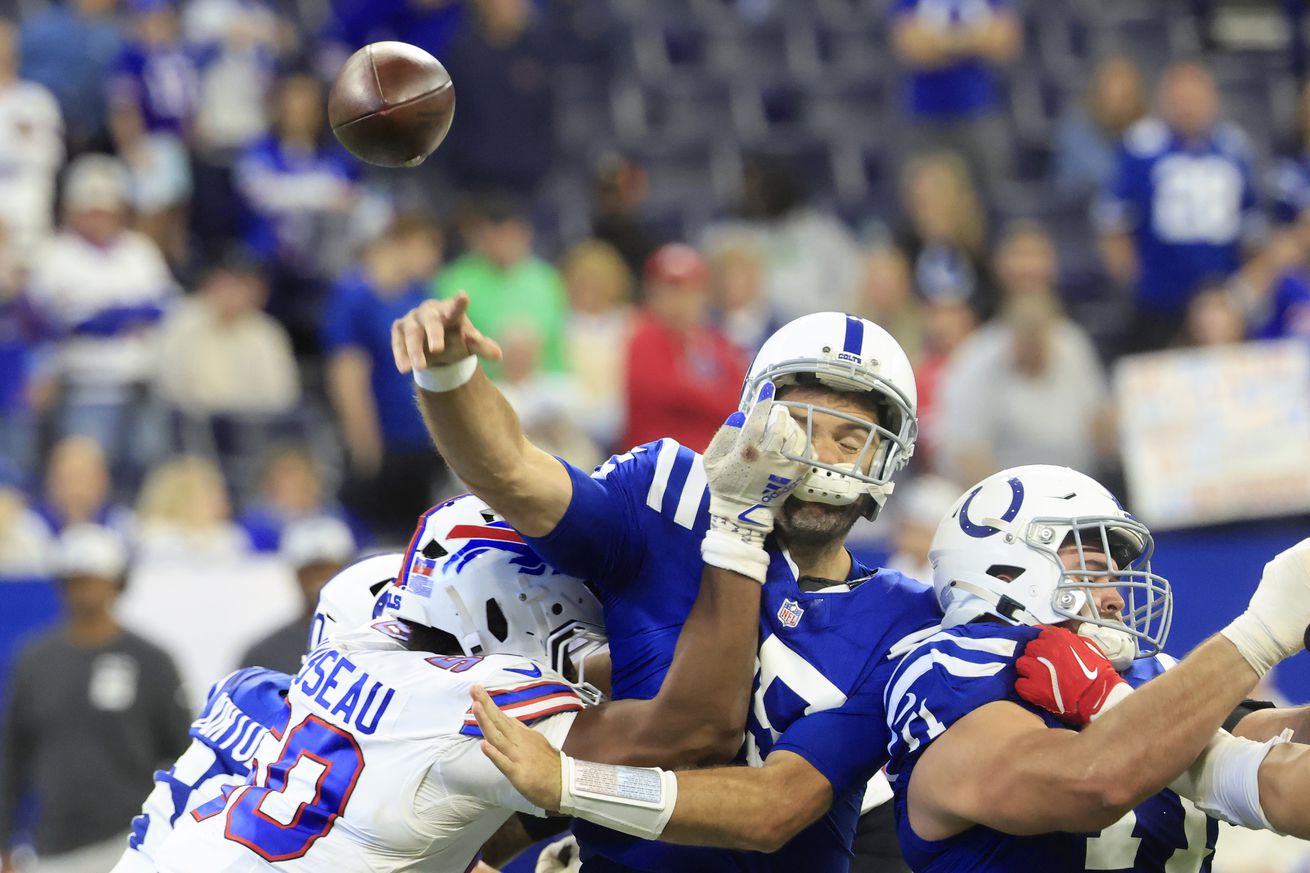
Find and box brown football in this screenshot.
[328,41,455,169]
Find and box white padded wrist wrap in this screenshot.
[413,355,478,393]
[1220,613,1284,678]
[557,753,677,841]
[1169,728,1292,832]
[702,527,770,584]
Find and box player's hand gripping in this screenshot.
[701,381,809,583]
[1221,538,1310,676]
[535,835,581,873]
[1015,626,1132,727]
[390,291,503,374]
[472,685,565,811]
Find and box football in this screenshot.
[328,41,456,169]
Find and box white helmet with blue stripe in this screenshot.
[929,465,1173,669]
[385,494,607,702]
[307,553,405,652]
[740,312,918,518]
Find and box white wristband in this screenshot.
[557,753,677,841]
[1220,613,1284,678]
[702,528,770,584]
[413,355,478,393]
[1169,728,1292,832]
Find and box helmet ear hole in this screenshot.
[485,598,509,643]
[986,564,1026,583]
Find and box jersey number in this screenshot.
[224,715,365,861]
[1151,155,1243,244]
[1085,797,1212,872]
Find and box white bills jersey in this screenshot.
[155,620,580,873]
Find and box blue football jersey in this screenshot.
[884,624,1218,873]
[1096,118,1261,315]
[525,439,942,873]
[117,667,292,871]
[1252,271,1310,343]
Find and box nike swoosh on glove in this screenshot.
[1015,625,1132,727]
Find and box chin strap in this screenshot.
[947,578,1045,627]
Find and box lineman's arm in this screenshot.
[474,689,833,854]
[391,293,571,537]
[562,564,760,767]
[562,387,804,768]
[1233,703,1310,744]
[909,633,1261,840]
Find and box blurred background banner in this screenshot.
[1116,339,1310,529]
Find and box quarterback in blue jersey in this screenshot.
[392,298,941,871]
[108,554,403,873]
[880,465,1310,872]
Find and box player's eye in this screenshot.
[839,441,862,455]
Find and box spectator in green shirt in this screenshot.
[430,195,567,378]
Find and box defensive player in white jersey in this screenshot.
[153,392,807,873]
[111,553,405,873]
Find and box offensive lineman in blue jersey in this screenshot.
[877,465,1310,872]
[108,555,403,873]
[391,298,941,871]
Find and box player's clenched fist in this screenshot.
[390,291,503,374]
[1015,626,1132,727]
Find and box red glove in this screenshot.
[1015,626,1132,727]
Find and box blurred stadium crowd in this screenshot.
[2,0,1310,867]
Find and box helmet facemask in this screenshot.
[759,361,917,520]
[1032,516,1173,666]
[549,623,609,707]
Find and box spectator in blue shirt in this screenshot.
[234,72,361,355]
[1269,81,1310,226]
[107,0,199,139]
[1052,56,1148,199]
[322,214,448,542]
[19,0,122,150]
[890,0,1021,191]
[437,0,556,196]
[1095,62,1264,354]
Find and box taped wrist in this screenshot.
[413,354,478,393]
[1169,728,1292,832]
[1220,613,1285,678]
[557,753,678,840]
[702,527,770,583]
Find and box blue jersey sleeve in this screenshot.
[320,277,363,354]
[121,668,292,867]
[884,625,1042,780]
[523,438,707,594]
[769,656,899,798]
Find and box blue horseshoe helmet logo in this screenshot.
[958,477,1025,538]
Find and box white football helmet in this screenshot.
[306,553,404,652]
[386,495,607,703]
[741,312,918,518]
[929,465,1172,668]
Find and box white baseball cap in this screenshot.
[55,524,130,579]
[63,154,130,212]
[280,516,355,570]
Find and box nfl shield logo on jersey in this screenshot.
[777,598,804,628]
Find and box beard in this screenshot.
[774,494,873,552]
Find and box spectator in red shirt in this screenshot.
[621,244,746,452]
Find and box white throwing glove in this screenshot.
[1220,539,1310,676]
[535,834,582,873]
[701,380,809,583]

============

▸ WHAT TO PRODUCE:
Restate, without alteration, the lines of the material above that begin at the one containing "Find and box spectator in blue" and run through its last line.

▸ TASK OUTPUT:
Find and box spectator in blue shirt in this screenshot.
[234,72,361,355]
[1269,81,1310,226]
[107,0,199,139]
[1052,56,1148,199]
[322,214,448,542]
[19,0,122,150]
[890,0,1021,191]
[437,0,556,196]
[1095,62,1264,354]
Find and box taped wrist in this screenshot.
[413,354,478,393]
[1169,728,1292,832]
[1220,613,1285,678]
[557,753,678,840]
[702,527,770,583]
Find and box blue jersey sleeve in this screenshot.
[320,277,363,354]
[121,668,292,867]
[884,625,1042,780]
[523,438,707,594]
[769,656,899,798]
Find and box blue horseshoe helmet logo in this screenshot.
[958,477,1025,538]
Find and box white football helmet in this screenshot.
[306,553,404,652]
[386,495,607,703]
[741,312,918,518]
[929,465,1172,668]
Find and box white baseball cap in this screenshot.
[55,524,130,579]
[63,154,130,212]
[280,516,355,570]
Find and box nfl shield logo on jersey in this screenshot.
[777,598,804,628]
Find and box beard in this screenshot.
[774,494,873,552]
Find and box spectator in red shirt in this screenshot.
[621,244,746,452]
Find and box white throwing glove in this screenshot.
[1220,539,1310,676]
[535,834,582,873]
[701,380,809,583]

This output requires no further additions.